Document segment:

* * * *

Hobby-horse fair &cc / I. R. Cruikshank, inv. & fecit. (London : Pubd. by G. Humphrey, 27 St. James's St., August 12th, 1819; LOC: https://www.loc.gov/item/2006681691/)

toeing the lines (c. 1819)

The times they are a-modernizin’. Back in April 1868 an American periodical urged better preservation of historically important places. 150 years ago this month the same paper enthusiastically described a new device – a traveling machine. It wasn’t just the very high speeds possible – up to ten miles per hour on the streets of Paris – that was so appealing; the paper consulted medical experts, who determined that there were health benefits for those who used the new contraption. Technical experts at Scientific American contrasted the new American models with the French tries. A famous preacher was an early adopter. Another man reportedly used the machine for a quicker and more enjoyable commute. Schools of instruction opened, and there were even organized races in Paris. The new device compared favorably with old technology (the four-legged type).

From the December 19, 1868 issue of Harper’s Weekly:

THE AMERICAN VELOCIPEDE.

SOME months have passed since we heard of the advent in Paris of a strange something on which it was possible for an active Frenchmen, furnishing his own motive power, to traverse ten miles of the streets of Paris during a single hour. It was a bicircle, a veloce. It was a two-wheeled contrivance, and something decidedly new.

There seemed to be no very definite information with reference to the machine. It was like Paris – fast; and, unlike the generality of French contrivances, seemed likely to be useful.

The fever which raged so high in France seems to have broken out in America. The veloce was inspected by ingenious Americans, and a number of professional inventors are now laboring to bring it to American completeness. A few persons in New York have the velocipede for sale, and are doing quite as driving a business as the riders of their wares.

American Velocipede hw 12-19-1868 p812 (https://archive.org/details/harpersweeklyv12bonn)

American velocipede

The machines now offered for sale are four-wheeled, three-wheeled, and two-wheeled. The first two may be used tolerably well during a first trial, but the two-wheeled affair needs acquaintance before one may ride it successfully. Then it is incomparably the best, for its movement is graceful and easy. The power required for driving it is but little, when the machine is properly made. Of the various velocipedes yet produced the American seems to be the best, for various reasons. It does not, like the French machine, contract the chest; it is simpler, lighter, and withal stronger and more durable. The constructor took great pains to obviate the decided objection to the French machine – that of retarding rather than assisting the development of the chest – and constructed his patterns under the advice of one of the best surgeons in New York, who, with others, now recommends the velocipede as an excellent means for healthful pleasure. The Scientific American says: “The reach, or frame, is made of hydraulic tubing. PICKERING’S is made by gauge, just as sewing-machines, Waltham watches, and Springfield muskets are made, so that when any part wears out or is broken it may be replaced at an hour’s notice. Its bearings are of composition or gun metal, and the reach or frame is tubular, giving both lightness and strength. The hub of the hind wheel is bushed with metal, and the axle constitutes its own oil-box. It differs from the French veloce in the arrangement of the tiller, which is brought well back and is sufficiently high to allow of a perfectly upright position in riding. The stirrups or crank pedals are three-sided, with circular flanges at each end; and, as they are fitted to turn on the crank pins, the pressure of the foot will always bring one of the three sides into proper position. They are so shaped as to allow of the use of the fore part of the foot, bringing the ankle joint into play, relieving the knee, and rendering propulsion much easier than when the shank of the foot alone is used, as in propelling the French vehicle. The connecting apparatus differs from that of the French bicycle in that the saddle bar serves only as a seat and a brake, and is not attached to the rear wheel. By a simple pressure forward against the tiller, and a backward pressure against the tail[?] of the saddle, the saddle-spring is compressed and the brake attached to it brought firmly down upon the wheel.”

* * * *

Tasks to complete:
(1) In the velocipede article, what advantages over the French machine does the sentence beginning "It does not, like the French machine" claim for the American velocipede?
(2) According to the velocipede article, what is the reach, or frame, of the American machine made of?
The listing that follows comes from a different source than the velocipede article.

* * * *

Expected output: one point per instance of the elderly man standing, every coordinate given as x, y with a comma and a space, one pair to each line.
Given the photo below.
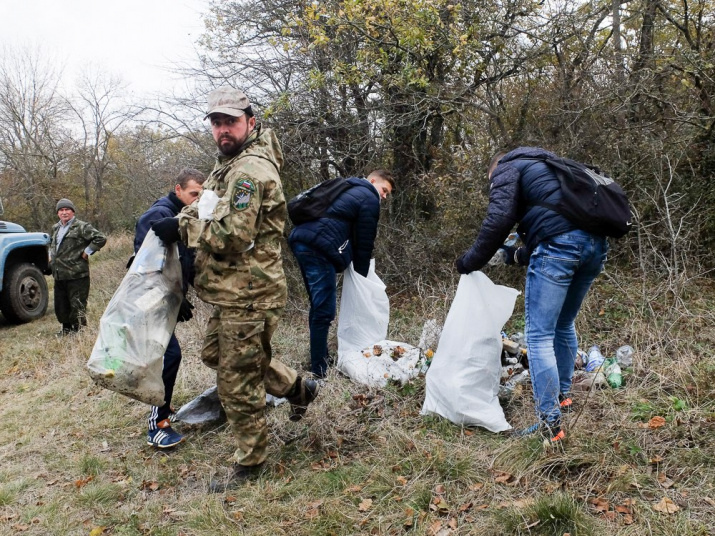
237, 237
73, 241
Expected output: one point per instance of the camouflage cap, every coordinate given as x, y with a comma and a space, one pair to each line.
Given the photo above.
65, 203
229, 101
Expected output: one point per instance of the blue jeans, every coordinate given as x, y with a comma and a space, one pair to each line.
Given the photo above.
320, 281
172, 360
561, 270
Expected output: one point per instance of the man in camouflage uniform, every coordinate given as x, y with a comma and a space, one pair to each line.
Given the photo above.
73, 241
239, 270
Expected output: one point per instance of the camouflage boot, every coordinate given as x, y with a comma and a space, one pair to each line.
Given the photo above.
303, 393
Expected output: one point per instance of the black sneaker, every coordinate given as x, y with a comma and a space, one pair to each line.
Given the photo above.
240, 474
304, 392
565, 403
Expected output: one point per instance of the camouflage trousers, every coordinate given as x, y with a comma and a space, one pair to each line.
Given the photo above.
71, 302
238, 346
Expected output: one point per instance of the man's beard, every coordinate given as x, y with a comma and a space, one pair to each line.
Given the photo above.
229, 149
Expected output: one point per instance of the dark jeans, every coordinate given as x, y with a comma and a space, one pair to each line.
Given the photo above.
319, 277
71, 302
172, 360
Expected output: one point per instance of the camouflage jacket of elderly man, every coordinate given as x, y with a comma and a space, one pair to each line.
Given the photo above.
66, 259
238, 252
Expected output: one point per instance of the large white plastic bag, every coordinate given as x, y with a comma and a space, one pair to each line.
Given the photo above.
364, 311
463, 379
137, 324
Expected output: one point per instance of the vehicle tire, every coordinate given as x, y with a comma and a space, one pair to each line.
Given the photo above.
24, 295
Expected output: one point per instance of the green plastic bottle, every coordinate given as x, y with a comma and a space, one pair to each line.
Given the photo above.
613, 372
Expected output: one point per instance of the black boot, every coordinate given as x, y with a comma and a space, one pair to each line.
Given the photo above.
240, 474
303, 393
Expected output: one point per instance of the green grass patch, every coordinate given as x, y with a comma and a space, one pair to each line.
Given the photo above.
548, 516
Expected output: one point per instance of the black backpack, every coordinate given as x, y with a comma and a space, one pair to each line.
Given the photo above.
312, 203
590, 199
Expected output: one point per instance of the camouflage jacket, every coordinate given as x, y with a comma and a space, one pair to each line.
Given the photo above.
238, 252
67, 261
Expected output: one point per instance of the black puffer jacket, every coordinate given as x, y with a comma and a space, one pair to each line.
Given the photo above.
347, 232
518, 182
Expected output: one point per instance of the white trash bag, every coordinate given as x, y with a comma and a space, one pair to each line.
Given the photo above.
136, 326
364, 355
462, 383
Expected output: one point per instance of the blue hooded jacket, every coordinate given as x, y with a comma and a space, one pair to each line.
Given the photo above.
347, 231
166, 207
518, 182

* * * *

Your responses:
(1) It does not contract the chest, and it is simpler, lighter, stronger, and more durable.

(2) Hydraulic tubing.